## Task details
Look below for the line containing "Point to the woman's long"; from there, print each line exactly up to and including the line containing "Point to the lawn, one", and stop.

## Information shown
= = = = =

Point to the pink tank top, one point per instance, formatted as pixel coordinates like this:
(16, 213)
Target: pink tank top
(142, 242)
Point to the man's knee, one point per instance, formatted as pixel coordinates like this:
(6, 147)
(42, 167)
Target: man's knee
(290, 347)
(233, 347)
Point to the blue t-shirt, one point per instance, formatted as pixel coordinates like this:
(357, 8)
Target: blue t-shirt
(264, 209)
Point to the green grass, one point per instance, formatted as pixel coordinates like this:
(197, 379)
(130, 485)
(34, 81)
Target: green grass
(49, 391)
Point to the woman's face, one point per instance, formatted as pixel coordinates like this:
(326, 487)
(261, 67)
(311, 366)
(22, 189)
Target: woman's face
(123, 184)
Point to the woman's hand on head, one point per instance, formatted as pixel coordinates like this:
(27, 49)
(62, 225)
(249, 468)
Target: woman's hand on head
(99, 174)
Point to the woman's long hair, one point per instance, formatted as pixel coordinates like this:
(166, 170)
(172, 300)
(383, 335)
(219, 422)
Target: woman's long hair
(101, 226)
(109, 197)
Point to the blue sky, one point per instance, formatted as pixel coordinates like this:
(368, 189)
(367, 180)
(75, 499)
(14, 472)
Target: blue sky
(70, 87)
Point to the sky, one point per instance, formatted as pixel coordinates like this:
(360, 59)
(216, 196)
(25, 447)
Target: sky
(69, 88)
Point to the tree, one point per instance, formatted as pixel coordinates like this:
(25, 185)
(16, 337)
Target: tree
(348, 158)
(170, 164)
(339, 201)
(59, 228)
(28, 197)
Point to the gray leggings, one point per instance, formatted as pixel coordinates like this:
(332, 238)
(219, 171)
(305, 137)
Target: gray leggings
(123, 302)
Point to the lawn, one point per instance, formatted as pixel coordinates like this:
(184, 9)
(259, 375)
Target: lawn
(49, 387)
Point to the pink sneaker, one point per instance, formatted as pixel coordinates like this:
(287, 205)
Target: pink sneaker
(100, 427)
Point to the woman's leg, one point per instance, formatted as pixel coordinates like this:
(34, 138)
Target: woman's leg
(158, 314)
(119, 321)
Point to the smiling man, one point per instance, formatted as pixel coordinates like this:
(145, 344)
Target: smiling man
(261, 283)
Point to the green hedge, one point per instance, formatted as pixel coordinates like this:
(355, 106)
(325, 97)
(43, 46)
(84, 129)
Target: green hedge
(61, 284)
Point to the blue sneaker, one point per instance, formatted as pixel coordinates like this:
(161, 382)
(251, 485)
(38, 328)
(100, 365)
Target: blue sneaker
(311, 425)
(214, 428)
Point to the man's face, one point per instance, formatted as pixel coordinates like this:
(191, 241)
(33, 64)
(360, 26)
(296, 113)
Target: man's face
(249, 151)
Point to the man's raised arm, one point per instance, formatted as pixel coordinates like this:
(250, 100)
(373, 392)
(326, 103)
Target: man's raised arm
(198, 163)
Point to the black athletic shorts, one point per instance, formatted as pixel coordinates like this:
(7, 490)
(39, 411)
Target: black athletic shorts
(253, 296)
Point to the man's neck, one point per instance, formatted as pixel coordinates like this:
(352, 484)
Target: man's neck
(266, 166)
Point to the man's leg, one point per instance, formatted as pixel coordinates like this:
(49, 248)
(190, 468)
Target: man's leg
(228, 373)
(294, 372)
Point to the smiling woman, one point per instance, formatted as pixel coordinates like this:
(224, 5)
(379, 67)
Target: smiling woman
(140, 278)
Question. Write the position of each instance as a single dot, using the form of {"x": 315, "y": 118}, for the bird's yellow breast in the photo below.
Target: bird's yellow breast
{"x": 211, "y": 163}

= = = = =

## Final answer
Point to the woman's long hair, one point per instance, formatted as pixel coordinates like this:
(166, 170)
(172, 300)
(383, 335)
(219, 422)
Target: woman's long hair
(101, 226)
(109, 197)
Point to the blue sky, one point per instance, formatted as pixel coordinates like this:
(368, 189)
(367, 180)
(75, 499)
(14, 472)
Target: blue sky
(70, 87)
Point to the sky, one point per instance, formatted as pixel coordinates like this:
(360, 59)
(216, 196)
(25, 447)
Target: sky
(69, 88)
Point to the tree, one point per instance, formatted as pixel coordinates like this:
(25, 185)
(16, 337)
Target: tree
(348, 158)
(170, 164)
(339, 201)
(59, 228)
(28, 197)
Point to the gray leggings, one point per instance, formatted as pixel coordinates like this:
(332, 238)
(219, 171)
(305, 137)
Target: gray leggings
(123, 302)
Point to the lawn, one point per instance, formatted as pixel coordinates like this:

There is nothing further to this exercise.